▶ [Activity] Return every record exactly as written.

+ + + + +

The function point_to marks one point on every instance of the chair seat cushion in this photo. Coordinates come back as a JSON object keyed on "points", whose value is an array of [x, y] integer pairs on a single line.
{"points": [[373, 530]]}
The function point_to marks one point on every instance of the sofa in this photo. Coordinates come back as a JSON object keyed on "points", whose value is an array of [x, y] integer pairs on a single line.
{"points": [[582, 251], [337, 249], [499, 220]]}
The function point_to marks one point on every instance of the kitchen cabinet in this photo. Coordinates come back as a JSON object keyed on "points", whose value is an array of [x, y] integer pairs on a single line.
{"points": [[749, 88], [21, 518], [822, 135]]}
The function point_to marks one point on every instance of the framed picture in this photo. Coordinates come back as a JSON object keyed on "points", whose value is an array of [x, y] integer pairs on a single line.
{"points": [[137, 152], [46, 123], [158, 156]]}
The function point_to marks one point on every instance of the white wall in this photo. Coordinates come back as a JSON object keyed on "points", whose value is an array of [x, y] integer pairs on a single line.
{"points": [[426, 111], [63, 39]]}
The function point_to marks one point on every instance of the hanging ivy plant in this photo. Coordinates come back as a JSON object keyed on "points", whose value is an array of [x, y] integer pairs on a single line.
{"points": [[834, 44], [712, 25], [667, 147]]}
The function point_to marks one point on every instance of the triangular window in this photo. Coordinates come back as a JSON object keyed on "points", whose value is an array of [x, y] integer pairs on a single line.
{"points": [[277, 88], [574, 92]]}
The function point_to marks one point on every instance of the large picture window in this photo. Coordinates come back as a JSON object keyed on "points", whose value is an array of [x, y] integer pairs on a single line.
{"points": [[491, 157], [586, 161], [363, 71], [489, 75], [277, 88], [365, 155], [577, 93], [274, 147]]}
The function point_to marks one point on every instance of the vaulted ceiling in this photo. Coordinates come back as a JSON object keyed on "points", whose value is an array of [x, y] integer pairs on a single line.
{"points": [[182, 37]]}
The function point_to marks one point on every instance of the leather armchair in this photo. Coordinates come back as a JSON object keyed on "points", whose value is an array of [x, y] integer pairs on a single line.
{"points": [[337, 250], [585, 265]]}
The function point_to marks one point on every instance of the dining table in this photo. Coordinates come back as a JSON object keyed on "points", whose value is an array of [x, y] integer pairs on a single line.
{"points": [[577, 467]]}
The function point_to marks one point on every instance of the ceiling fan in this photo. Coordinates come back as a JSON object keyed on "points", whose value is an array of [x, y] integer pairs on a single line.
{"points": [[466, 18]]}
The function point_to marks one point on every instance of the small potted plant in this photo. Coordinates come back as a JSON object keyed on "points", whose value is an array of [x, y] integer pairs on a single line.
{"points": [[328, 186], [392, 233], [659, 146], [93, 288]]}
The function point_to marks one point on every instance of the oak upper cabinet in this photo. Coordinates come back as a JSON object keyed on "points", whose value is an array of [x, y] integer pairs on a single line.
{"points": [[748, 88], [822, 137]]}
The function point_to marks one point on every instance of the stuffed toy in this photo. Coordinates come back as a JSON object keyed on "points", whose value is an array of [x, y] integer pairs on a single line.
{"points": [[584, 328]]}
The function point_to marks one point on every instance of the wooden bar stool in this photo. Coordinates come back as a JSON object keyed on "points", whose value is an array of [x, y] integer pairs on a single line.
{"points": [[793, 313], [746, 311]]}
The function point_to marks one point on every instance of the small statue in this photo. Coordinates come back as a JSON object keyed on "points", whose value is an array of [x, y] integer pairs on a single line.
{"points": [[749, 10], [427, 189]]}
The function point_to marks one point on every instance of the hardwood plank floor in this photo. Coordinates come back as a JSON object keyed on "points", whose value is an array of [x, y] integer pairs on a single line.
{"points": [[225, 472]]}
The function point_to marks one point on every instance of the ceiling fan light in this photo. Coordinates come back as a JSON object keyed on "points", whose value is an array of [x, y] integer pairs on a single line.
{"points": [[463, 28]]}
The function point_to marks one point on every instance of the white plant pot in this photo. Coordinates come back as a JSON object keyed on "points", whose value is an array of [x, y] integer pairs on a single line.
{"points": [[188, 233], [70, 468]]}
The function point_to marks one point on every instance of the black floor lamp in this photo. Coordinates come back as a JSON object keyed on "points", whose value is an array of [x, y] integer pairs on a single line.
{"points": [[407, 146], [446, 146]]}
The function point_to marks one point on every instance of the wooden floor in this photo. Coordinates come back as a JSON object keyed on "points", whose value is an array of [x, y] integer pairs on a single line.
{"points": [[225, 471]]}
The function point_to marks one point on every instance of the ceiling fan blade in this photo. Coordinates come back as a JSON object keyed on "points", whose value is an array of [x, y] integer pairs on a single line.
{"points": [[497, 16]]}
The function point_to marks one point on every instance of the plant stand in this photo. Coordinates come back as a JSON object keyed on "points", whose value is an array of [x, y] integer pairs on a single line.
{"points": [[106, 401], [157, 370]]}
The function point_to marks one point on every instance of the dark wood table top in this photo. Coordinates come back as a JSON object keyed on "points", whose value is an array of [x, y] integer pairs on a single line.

+ + + + +

▶ [Answer]
The function point_to marks one point on every instance of the chair seat cushion in this photo. Coordinates come back as a JSON object keyed on "points", whose value is an array of [x, y] integer pairs on a single line.
{"points": [[373, 530]]}
The function point_to marks one point on every instance of the sofa in this photo. Coordinates come back as a JSON object keyed on "points", whose value is an array of [x, y] integer pairs on a single line.
{"points": [[582, 251], [337, 249], [499, 220]]}
The function point_to marks one point on every instance of the kitchen cabinet in this photo. Coordinates come back as a JSON object keyed on "points", whose value is an array of [x, y] integer pairs on a single line.
{"points": [[749, 88], [21, 518], [822, 135]]}
The function point_to marks one point on every instance of the framed picture in this photo. Coordinates come back as a JSON object keyed on "points", whose value is an array of [x, y] integer pairs on a single line.
{"points": [[137, 152], [46, 123], [158, 156]]}
The function point_to marks one point on every instance of the white wall in this photo. Coordinates come back as a JSON object keyed on "points", whose value is an array of [x, y] integer pairs on a single line.
{"points": [[426, 111], [63, 39]]}
The function point_to marks one point on every instance of the hanging ivy plant in this photo. Coordinates come back as a JSON object keyed on "points", whose value is an array of [x, y] integer pairs on a single line.
{"points": [[834, 44], [712, 25], [667, 147]]}
The function point_to marks one point on every instance of the triangular window in this photo. Coordinates come back as a JSON object keyed on "points", whose value is an array of [x, y] integer pairs on a single line.
{"points": [[277, 88], [574, 92]]}
The function point_to marks one point on every instance of the large picture window in this photo. Coordinates come back as a JSON object keyed on "points", whose value is an array of [x, y] integer pairs on a single line.
{"points": [[491, 157], [586, 161], [363, 71], [489, 75], [277, 88], [365, 155], [577, 93], [274, 147]]}
The function point_to marks one point on every instance of the vaulted ceiling in this photo. Coordinates come back as a JSON object keyed on "points", whose value is an array of [x, y] integer pairs on a single line.
{"points": [[182, 37]]}
The function point_to marks one point on every instance of the leather armchair in this photo. Coordinates come back as a JSON object keyed on "points", whose value is an array of [x, y] integer pairs on a single line.
{"points": [[337, 250], [585, 265]]}
The function point_to marks one point on every instance of the dining table in this photo. Coordinates come back as a JSON object keyed on "points", whose value is an array of [x, y] integer pairs on a single line.
{"points": [[577, 467]]}
The function point_to marks one point on every instance of the ceiling fan in this photo. Coordinates come back as a JSON object keyed on "points", whose value is an array of [x, y] integer pairs on a single line.
{"points": [[466, 18]]}
The function point_to marks one point on every instance of the small potted plant in this photo. Coordinates come back as a JSON object keyed on "points", whose value is an array of [x, y] integer pairs on a single line.
{"points": [[328, 186], [392, 233], [659, 146], [93, 288]]}
The function point_to marks one point on every instance of the oak upper cabinet in this photo. Coordinates come back as a JSON object keyed on "points", whose value is an array of [x, y] integer pairs on a single line.
{"points": [[748, 88], [822, 137]]}
The function point_to marks one point on every instance of the stuffed toy in this photo. Coordinates come back as a JSON object keyed on "points", whose value is an array of [x, y] integer pairs on a single line.
{"points": [[584, 328]]}
The function point_to marks one point on every instance of the wooden bar stool in this photo. Coordinates come back as a JSON object keyed on "points", whose value is an array of [x, y] integer pairs on a single line.
{"points": [[793, 313], [746, 311]]}
The function point_to marks one point on every instance of the small statue in this photo. Coordinates come back as a JSON object keyed on "points", whose value is an array of [x, y] integer pairs on a single line.
{"points": [[749, 10], [427, 189]]}
The function point_to marks one point on every instance of the hardwood plank floor in this photo. Coordinates come back as a JSON object keyed on "points", whose value is an array of [x, y] integer pairs on a single line.
{"points": [[225, 472]]}
The function point_to marks one point on every instance of the ceiling fan light in this photo. Coordinates come back as a JSON object keyed on "points", whose value is an array of [x, y] integer pairs on a single line.
{"points": [[463, 28]]}
The function point_to marks one point on every instance of the white plant pot in this photo. Coordinates come back as a JSON object keyed on "points", whose value is an array of [x, y] integer pairs on a single line.
{"points": [[188, 233], [70, 468]]}
The function point_to marks one point on every instance of the black floor lamp in this photo. Coordinates come back as a JSON object keyed on "points", whose value is an array of [x, y] integer pairs on a single line.
{"points": [[407, 146], [446, 146]]}
The function point_to marks one point on every instance of the wooden floor in this photo. Coordinates come back as a JSON object keyed on "points", whose value is an array of [x, y] integer pairs on a single line.
{"points": [[225, 471]]}
The function point_to marks one point on every instance of the ceiling fan blade in this photo. Coordinates come back as a JSON object keyed on "points", whose value is an array of [x, y] integer pairs on a single line.
{"points": [[497, 16]]}
The function point_to marks one point on every instance of the plant stand in this photo. Coordinates come back as a JSON object keyed on "points", whose value is an array of [x, y] integer pairs on a single line.
{"points": [[106, 401], [157, 370]]}
The function point_to marks one point on every instance of the dark wood table top in this photo. Coordinates come back as a JSON object keyed on "points", whose value is an array of [x, y] integer pairs on a single line.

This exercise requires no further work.